Point-based annotation data

━━━━━━━━━━

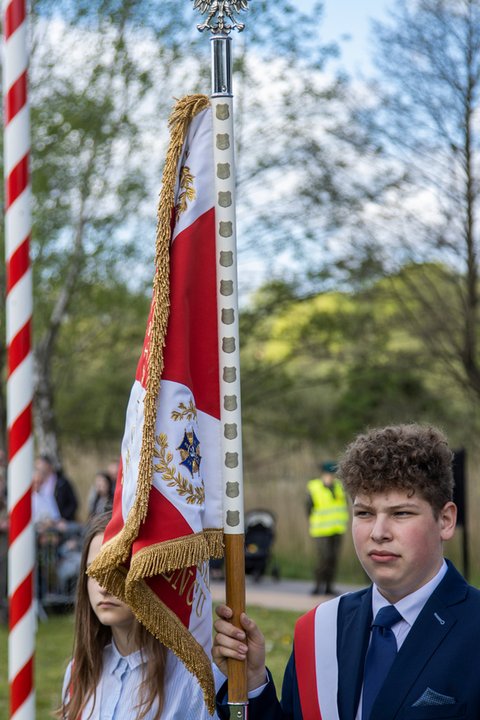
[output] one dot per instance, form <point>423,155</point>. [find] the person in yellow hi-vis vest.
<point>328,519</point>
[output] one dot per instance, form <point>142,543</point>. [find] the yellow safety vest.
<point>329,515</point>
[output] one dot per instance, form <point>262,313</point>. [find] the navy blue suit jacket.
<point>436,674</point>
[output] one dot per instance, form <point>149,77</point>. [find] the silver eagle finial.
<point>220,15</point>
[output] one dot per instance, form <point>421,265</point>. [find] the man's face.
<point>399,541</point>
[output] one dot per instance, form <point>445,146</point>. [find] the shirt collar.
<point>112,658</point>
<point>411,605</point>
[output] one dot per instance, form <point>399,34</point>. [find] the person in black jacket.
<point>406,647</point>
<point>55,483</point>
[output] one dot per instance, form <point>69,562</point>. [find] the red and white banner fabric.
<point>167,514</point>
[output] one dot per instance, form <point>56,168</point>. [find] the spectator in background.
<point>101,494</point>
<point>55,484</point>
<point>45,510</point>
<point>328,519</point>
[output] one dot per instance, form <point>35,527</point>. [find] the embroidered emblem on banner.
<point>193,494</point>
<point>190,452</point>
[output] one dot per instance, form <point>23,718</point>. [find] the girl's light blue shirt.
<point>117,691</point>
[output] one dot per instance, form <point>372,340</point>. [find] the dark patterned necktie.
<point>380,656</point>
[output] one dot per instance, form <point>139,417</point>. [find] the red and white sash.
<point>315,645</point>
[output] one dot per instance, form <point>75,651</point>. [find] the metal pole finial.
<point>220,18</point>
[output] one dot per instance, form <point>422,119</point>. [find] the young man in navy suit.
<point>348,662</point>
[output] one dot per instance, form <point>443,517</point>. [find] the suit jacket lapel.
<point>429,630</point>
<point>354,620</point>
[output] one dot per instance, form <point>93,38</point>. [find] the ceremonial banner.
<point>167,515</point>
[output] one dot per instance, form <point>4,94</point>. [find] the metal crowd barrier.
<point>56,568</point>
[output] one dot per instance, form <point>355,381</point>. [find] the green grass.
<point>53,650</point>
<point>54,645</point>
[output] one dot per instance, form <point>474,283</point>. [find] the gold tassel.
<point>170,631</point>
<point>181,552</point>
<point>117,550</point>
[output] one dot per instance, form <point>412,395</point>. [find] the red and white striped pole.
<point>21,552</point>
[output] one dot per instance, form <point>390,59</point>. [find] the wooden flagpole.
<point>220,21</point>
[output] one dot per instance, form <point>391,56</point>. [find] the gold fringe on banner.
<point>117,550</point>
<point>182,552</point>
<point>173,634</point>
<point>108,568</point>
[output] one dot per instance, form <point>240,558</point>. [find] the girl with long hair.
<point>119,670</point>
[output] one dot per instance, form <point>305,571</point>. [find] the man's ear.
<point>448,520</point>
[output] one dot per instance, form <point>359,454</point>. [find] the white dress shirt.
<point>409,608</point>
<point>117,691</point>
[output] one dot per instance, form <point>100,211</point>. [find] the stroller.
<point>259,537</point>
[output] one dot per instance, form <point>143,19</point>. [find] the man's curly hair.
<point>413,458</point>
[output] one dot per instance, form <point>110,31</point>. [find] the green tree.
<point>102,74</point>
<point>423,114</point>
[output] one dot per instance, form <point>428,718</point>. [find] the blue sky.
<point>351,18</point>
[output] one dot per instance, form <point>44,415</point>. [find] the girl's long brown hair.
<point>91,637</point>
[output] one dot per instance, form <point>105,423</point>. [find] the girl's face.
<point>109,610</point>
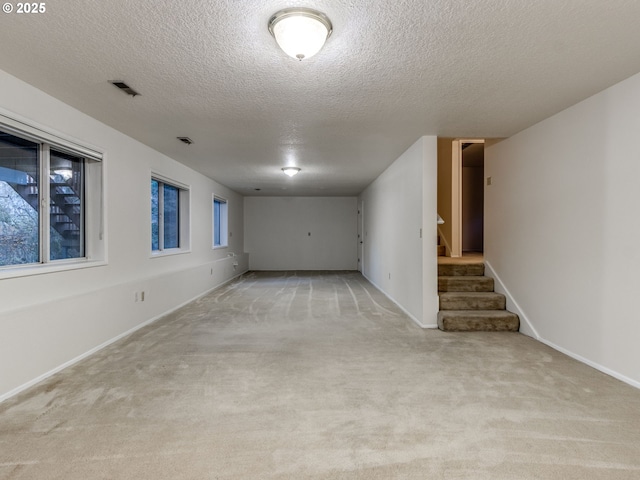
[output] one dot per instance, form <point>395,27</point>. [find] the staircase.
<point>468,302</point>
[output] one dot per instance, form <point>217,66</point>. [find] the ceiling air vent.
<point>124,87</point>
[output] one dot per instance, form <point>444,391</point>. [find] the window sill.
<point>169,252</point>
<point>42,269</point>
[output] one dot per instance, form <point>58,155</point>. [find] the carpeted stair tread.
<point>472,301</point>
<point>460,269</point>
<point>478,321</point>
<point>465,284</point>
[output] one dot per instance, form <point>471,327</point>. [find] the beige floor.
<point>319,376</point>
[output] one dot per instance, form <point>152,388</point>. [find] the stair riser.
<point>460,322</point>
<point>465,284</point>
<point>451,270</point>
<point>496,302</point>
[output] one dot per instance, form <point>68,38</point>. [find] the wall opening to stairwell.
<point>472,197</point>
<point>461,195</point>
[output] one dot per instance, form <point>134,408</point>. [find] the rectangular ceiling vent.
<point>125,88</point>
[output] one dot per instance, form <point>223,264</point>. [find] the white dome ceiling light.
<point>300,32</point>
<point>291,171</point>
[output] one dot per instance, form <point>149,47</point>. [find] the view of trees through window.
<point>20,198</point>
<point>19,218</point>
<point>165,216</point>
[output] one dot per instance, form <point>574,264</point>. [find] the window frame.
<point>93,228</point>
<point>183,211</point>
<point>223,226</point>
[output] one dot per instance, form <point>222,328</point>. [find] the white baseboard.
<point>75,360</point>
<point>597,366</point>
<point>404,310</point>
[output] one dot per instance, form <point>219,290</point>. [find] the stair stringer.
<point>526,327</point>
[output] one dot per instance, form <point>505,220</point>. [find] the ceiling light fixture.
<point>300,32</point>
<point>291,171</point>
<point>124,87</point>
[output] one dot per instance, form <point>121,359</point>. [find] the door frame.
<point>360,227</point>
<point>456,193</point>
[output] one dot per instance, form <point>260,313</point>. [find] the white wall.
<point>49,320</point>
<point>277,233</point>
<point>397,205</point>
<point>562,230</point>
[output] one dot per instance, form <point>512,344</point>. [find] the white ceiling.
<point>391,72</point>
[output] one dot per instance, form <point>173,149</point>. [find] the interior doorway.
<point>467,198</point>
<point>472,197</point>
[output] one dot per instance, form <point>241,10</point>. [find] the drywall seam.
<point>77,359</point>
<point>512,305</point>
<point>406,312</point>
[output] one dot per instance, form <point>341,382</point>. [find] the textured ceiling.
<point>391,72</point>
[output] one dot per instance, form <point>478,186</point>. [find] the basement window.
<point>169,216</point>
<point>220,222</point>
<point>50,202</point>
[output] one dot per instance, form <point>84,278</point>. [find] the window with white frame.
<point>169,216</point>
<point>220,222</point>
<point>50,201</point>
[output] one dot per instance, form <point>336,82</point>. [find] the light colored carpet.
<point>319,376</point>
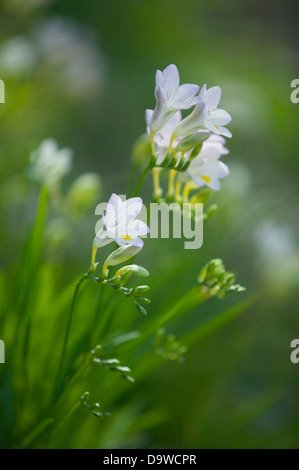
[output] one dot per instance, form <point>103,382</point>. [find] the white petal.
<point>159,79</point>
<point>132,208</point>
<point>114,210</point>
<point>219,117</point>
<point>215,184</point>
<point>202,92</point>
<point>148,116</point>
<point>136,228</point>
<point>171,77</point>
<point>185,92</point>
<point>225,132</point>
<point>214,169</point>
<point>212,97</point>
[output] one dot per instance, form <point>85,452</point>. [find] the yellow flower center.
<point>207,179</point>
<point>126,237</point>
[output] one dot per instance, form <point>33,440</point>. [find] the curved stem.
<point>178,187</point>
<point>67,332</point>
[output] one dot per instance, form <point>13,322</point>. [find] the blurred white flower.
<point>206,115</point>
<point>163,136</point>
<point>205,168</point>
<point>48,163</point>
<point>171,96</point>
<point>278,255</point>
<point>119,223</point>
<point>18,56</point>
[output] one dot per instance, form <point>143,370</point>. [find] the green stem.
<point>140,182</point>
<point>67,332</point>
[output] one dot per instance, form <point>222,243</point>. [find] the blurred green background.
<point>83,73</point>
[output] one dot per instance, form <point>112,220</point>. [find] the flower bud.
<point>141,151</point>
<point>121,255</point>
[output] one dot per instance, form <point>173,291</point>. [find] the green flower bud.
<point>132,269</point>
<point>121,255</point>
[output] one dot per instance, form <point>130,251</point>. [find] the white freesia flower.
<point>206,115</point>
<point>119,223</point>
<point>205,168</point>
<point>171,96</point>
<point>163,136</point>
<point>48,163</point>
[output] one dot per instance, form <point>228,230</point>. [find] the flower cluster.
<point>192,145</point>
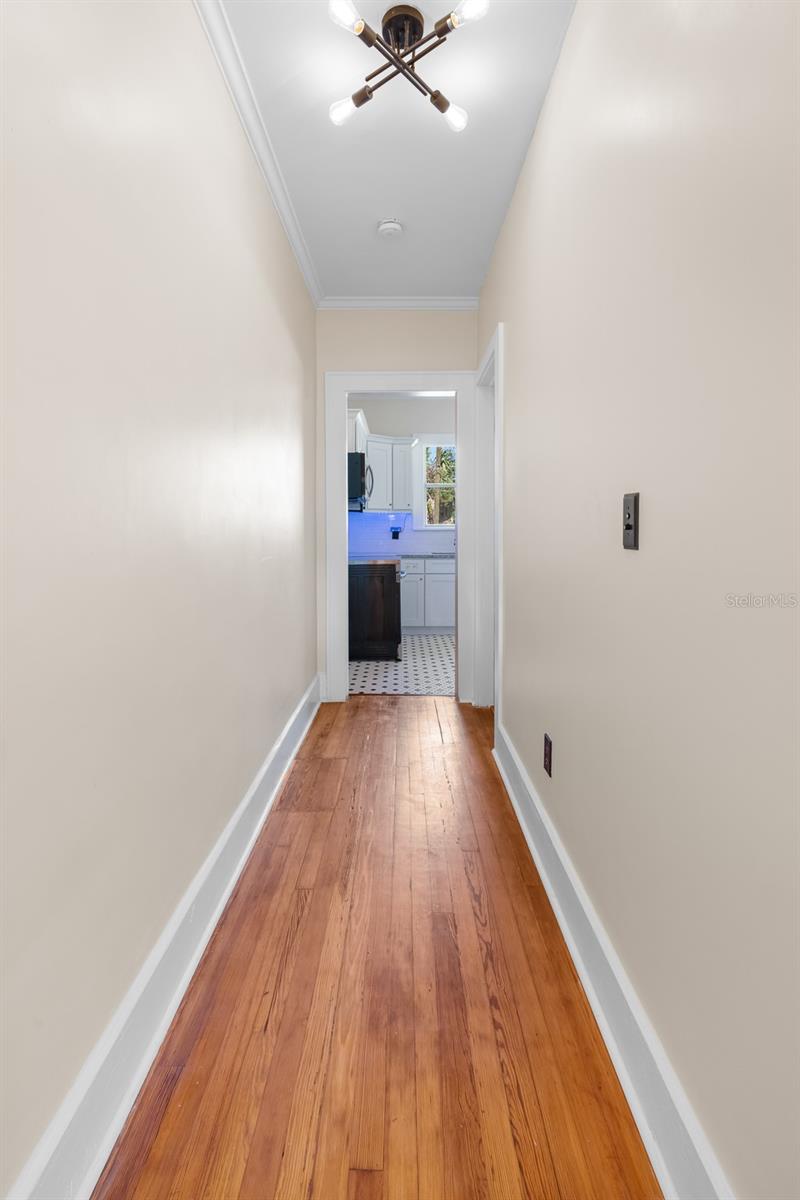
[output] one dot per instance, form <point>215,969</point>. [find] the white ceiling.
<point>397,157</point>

━━━━━━━━━━

Retype the lines exactly as they appear, beginning with the line that contains "[output] one dot per instance, form <point>478,186</point>." and ending with the final line of the entries, and omit the pictures.

Task response:
[output] one dot per instance, form <point>478,186</point>. [find] the basement window.
<point>169,216</point>
<point>220,222</point>
<point>50,202</point>
[output] one dot per instance, form <point>84,278</point>. [find] the window with white frame.
<point>169,216</point>
<point>220,222</point>
<point>50,201</point>
[output] one dot per instance, form <point>336,82</point>. [find] the light colored carpet.
<point>319,376</point>
[output] one dot per instance, form <point>103,382</point>. [find] the white petal.
<point>159,79</point>
<point>132,208</point>
<point>114,210</point>
<point>219,117</point>
<point>215,184</point>
<point>202,92</point>
<point>148,116</point>
<point>136,228</point>
<point>171,77</point>
<point>185,92</point>
<point>225,132</point>
<point>214,169</point>
<point>212,97</point>
[output] one dot per instance, form <point>85,452</point>. [find] the yellow flower center.
<point>207,179</point>
<point>126,237</point>
[output] one dot per instance, form <point>33,440</point>. [find] the curved stem.
<point>178,187</point>
<point>67,332</point>
[output] one dot per instance, form <point>13,322</point>. [find] the blurred white flower.
<point>206,115</point>
<point>163,136</point>
<point>205,168</point>
<point>48,163</point>
<point>171,96</point>
<point>278,255</point>
<point>119,223</point>
<point>18,56</point>
[output] one dot per instance, form <point>143,370</point>. [find] the green stem.
<point>140,182</point>
<point>67,332</point>
[output] one dot per instance, form <point>222,243</point>. [find] the blurred green background.
<point>83,73</point>
[output] one dot per instance, form <point>112,220</point>. [find] the flower bud.
<point>141,151</point>
<point>121,255</point>
[output] one dot per instance, form <point>173,291</point>. [find] the green flower bud.
<point>132,269</point>
<point>121,255</point>
[output] one dot per instance, form <point>130,251</point>. [find] the white freesia flower.
<point>206,115</point>
<point>119,223</point>
<point>205,168</point>
<point>171,96</point>
<point>163,136</point>
<point>48,163</point>
[output] one dot per instance, form <point>228,230</point>. [find] the flower cluster.
<point>192,145</point>
[output] one dot per instance, form <point>215,969</point>. [find] the white ceiling.
<point>397,157</point>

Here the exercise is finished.